--- Written problem 1 ---
Pull out every line of the records that contains the word "white".

--- Page extract ---
--*--
Here’s an even spicier version of the Spicy Pumpkin Muffin published in The Habanero Cookbook using the elusive but delicious jolokia chile! Get a copy for yourself here for more great habanero ideas.
- 1 1/2 cups all-purpose flour
- 3 tsp baking powder
- 1/4 tsp salt
- 1/2 tsp cinnamon
- 1/2 tsp ground dried jolokia "ghost" chile. (Note: if you must grind your own, do so only in a well vented room! Jolokia is tasty but you really do not want to breathe it.)
- 1/4 tsp ground nutmeg
- 1/2 cup shortening
- 1/4 cup sugar
- 2 eggs
- 1 cup canned pumpkin
- 1/2 cup milk
- 1/4 cup raisins
- 1/4 cup pepitas (dried pumpkin seeds)
For the Sugar Topping
- 2 tbsp sugar
- 1/2 tsp ground cinnamon
- Preheat oven to 375. Oil 12 muffin tin cups or muffin pan.
--*--
--- Written problem 2 ---
Answer these questions from the pumpkin muffin recipe above:
(a) How much ground dried jolokia chile does the recipe call for?
(b) What are pepitas, according to the recipe?
(c) What temperature should the oven be preheated to?

--- Data for this task ---
--*--
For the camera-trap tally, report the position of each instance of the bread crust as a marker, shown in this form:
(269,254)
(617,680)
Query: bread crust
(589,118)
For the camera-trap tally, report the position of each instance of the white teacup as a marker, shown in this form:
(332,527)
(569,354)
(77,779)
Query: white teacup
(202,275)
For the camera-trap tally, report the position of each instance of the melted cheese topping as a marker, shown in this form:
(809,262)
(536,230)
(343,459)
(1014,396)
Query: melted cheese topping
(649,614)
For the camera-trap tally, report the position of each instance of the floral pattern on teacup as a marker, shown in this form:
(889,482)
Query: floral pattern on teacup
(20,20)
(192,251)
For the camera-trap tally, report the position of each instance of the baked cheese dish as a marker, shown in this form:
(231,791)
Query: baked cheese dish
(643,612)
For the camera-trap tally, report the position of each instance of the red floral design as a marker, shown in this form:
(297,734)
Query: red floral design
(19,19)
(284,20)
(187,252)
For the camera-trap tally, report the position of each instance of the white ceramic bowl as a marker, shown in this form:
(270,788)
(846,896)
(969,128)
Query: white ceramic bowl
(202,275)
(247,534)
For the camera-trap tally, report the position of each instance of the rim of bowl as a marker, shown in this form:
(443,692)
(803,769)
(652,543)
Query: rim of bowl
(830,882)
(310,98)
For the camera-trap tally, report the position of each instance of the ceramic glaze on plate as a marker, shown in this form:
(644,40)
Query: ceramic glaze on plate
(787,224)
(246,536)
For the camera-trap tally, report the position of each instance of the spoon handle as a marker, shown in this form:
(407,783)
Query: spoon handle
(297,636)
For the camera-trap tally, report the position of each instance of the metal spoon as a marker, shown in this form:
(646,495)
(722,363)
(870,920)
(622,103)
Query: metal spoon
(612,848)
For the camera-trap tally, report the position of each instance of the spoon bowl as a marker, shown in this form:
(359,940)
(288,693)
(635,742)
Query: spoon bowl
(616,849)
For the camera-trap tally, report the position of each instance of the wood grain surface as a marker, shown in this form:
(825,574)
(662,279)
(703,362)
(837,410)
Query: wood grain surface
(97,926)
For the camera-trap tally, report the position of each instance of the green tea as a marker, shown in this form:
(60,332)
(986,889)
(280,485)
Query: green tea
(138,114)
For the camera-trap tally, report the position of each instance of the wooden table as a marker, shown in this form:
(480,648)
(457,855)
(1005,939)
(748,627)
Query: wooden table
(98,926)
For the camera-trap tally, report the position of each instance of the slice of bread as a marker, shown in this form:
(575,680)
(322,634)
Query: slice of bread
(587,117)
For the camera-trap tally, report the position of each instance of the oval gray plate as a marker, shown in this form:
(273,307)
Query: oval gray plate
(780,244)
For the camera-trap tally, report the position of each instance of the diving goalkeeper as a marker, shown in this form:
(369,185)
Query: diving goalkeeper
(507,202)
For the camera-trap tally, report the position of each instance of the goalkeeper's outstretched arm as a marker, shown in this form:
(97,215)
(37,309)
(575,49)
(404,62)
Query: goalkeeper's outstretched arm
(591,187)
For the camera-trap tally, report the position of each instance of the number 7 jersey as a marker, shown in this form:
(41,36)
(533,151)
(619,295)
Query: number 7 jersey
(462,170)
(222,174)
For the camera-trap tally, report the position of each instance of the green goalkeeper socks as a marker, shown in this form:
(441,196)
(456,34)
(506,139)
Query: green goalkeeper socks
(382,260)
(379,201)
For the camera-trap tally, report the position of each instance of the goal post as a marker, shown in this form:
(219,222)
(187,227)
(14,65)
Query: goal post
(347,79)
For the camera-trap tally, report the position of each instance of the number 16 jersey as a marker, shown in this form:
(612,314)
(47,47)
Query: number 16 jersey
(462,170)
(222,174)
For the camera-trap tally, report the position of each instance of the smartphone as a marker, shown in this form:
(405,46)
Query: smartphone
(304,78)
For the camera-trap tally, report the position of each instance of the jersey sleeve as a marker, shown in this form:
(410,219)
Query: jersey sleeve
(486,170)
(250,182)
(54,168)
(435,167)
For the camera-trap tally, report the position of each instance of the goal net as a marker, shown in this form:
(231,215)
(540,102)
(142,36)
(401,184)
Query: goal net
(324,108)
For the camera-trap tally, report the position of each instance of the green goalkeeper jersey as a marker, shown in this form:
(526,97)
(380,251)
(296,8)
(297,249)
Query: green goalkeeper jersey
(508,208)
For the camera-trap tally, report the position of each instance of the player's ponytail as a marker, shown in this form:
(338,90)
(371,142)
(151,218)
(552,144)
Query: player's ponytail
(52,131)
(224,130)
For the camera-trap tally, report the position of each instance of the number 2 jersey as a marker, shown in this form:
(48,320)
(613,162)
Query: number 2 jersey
--*--
--- Full solution 1 ---
For the camera-trap tally, report the position of each instance of the white teacup as a marker, shown in this form:
Query: white teacup
For the camera-trap tally, report the position of each instance of the white ceramic bowl as a marker, shown in this form:
Query: white ceramic bowl

--- Full solution 2 ---
(a) 1/2 tsp
(b) Dried pumpkin seeds
(c) 375